» **TEXT BLOCK**:
Big-scale problems present a big space for growth.
“The scope of the problem is limitless. The number of places, topics and countries where this a problem is limitless. It’s not because anybody is necessarily trying to do anything wrong, although many people are, but the good and bad thing about the internet is anybody can be a publisher. We scale by rating sites and not individual articles. You can use our browser plugin and get nutrition labels and ratings for 96 percent of the news and information that is shared online in the U.S.”
Transparency is key.
“We designed our company to be the opposite of an algorithm in every single respect. We’re transparent. Facebook, Google and Twitter have a reliability and trustworthiness rating for every news site in the world. They just don’t tell you what it is and exactly how we did it. The nutrition label tells you exactly how we [rated a site]. If you get 60 points or more, you get a green. If you get less than 60 points, you get a red.”
The best alternative to algorithms or government intervention.
“Our business model is to get a license fee. The platforms will license it and install it on their end so you have the option to see it from Facebook when you look at your Facebook feed. Microsoft has already launched us. We’re the alternative between two really bad ideas out there. The first is relying on the technology companies, allowing them to work on the algorithm that will solve it and stay completely non-transparent. The other alternative is that the government steps in and become the content police. The good thing about us is we’re a private company. We think we’re the first in the trust industry and we assume that others will step in to compete, either will an algorithm or with human beings, and then people can decide which one they want to use.”

Records for location labeling:
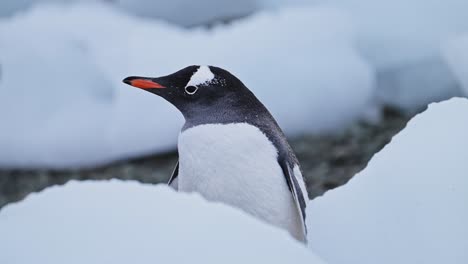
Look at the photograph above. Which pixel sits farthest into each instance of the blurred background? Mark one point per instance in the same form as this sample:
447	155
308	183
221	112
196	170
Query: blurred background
341	77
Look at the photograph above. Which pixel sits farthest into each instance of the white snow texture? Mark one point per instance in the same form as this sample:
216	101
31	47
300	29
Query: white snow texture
128	222
410	205
62	102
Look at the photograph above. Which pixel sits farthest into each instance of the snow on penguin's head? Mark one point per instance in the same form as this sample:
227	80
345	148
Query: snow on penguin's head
201	93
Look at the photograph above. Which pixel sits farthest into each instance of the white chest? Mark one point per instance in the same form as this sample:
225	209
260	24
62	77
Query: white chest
236	164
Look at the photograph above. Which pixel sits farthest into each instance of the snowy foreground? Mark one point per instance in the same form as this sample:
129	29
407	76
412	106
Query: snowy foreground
408	206
62	102
128	222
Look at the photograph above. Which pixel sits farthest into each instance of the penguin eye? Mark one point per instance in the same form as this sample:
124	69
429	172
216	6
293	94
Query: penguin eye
191	89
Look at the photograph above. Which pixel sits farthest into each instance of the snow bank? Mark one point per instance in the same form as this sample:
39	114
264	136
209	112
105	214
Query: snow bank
410	205
180	12
127	222
456	55
402	40
62	102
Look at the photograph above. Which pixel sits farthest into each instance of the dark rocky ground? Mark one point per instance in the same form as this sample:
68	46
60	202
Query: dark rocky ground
328	161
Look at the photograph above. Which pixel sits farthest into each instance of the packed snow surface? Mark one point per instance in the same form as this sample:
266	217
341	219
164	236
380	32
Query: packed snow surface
128	222
410	205
456	55
62	102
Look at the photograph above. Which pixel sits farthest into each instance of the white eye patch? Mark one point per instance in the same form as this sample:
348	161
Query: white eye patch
202	76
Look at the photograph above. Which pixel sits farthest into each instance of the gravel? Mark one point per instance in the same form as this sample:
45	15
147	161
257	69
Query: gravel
328	161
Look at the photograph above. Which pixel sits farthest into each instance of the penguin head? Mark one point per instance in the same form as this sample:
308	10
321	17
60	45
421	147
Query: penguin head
197	90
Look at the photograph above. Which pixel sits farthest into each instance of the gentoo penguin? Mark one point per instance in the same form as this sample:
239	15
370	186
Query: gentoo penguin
231	149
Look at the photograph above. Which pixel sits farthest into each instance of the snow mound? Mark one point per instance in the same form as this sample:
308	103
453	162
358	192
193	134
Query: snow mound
62	102
456	55
410	205
128	222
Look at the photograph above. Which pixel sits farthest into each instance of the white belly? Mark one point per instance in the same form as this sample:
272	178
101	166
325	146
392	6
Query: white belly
236	164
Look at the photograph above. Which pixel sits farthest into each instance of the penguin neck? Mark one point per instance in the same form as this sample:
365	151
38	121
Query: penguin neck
246	109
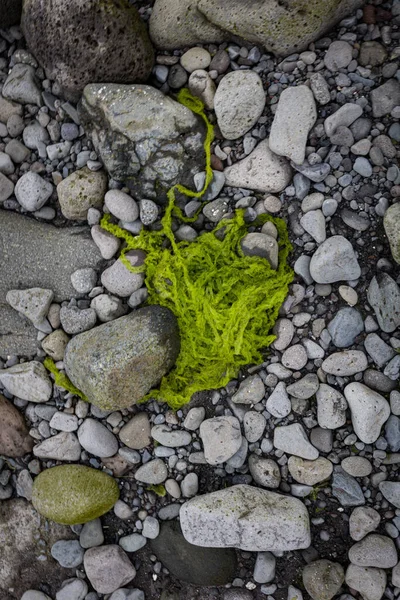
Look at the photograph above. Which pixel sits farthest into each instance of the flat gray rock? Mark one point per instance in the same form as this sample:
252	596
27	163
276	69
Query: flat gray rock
34	254
247	518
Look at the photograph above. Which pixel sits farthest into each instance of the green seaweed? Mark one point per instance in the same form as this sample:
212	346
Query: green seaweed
226	303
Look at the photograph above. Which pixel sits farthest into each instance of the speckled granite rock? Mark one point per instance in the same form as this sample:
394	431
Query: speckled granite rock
144	138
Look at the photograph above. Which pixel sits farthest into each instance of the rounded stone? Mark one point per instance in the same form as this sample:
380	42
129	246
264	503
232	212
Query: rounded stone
323	579
295	357
238	103
73	494
32	191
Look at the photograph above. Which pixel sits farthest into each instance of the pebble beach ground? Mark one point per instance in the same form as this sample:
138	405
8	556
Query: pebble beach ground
284	483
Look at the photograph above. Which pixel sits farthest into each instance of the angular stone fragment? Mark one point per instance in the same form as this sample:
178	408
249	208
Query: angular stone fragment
28	381
374	551
15	440
370	582
261	171
117	363
384	297
391	223
323	579
144	138
293	120
369	411
334	261
247	518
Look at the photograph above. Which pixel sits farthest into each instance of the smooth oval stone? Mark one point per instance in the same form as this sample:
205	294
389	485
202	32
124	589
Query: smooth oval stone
72	494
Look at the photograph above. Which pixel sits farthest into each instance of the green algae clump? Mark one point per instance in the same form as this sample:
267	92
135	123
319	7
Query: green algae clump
73	494
226	303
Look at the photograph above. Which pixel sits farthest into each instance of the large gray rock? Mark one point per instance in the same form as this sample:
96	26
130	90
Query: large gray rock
10	12
391	223
144	138
248	518
193	564
281	27
34	254
117	363
81	42
175	23
25	560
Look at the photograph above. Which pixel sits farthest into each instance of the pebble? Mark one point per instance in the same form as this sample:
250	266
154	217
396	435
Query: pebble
118	280
171	438
357	466
195	58
132	542
261	171
151	528
68	553
238	103
345	327
384	297
264	471
374	551
346	363
363	520
221	438
323	578
334	260
294	117
293	440
121	205
369	581
136	433
346	489
253	425
314	223
152	473
264	568
96	439
344	116
251	391
74	320
28	381
338	56
32	191
369	411
91	534
108	568
106	242
278	403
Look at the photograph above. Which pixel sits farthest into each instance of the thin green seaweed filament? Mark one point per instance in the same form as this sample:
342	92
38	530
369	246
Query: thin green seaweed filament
226	303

» **TASKS TO CARRY OUT**:
1. In the passage on rating news sites, what score earns a site a green rating?
2. Write out the passage on rating news sites between "Transparency is key." and "or government intervention.", inclusive.
These records are separate from the passage on rating news sites.

» **SOLUTIONS BY TASK**:
1. 60 points or more.

2.
Transparency is key.
“We designed our company to be the opposite of an algorithm in every single respect. We’re transparent. Facebook, Google and Twitter have a reliability and trustworthiness rating for every news site in the world. They just don’t tell you what it is and exactly how we did it. The nutrition label tells you exactly how we [rated a site]. If you get 60 points or more, you get a green. If you get less than 60 points, you get a red.”
The best alternative to algorithms or government intervention.